▶ _Required work_
Reproduce the data below line for line, with nothing changed.

▶ _Records for this exercise_
# # # #
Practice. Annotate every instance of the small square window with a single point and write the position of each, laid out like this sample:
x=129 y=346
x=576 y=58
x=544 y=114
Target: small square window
# # # #
▶ _Exercise solution_
Practice. Annotate every instance of the small square window with a single point and write the position of each, laid out like this sample:
x=129 y=346
x=576 y=58
x=544 y=114
Target: small square window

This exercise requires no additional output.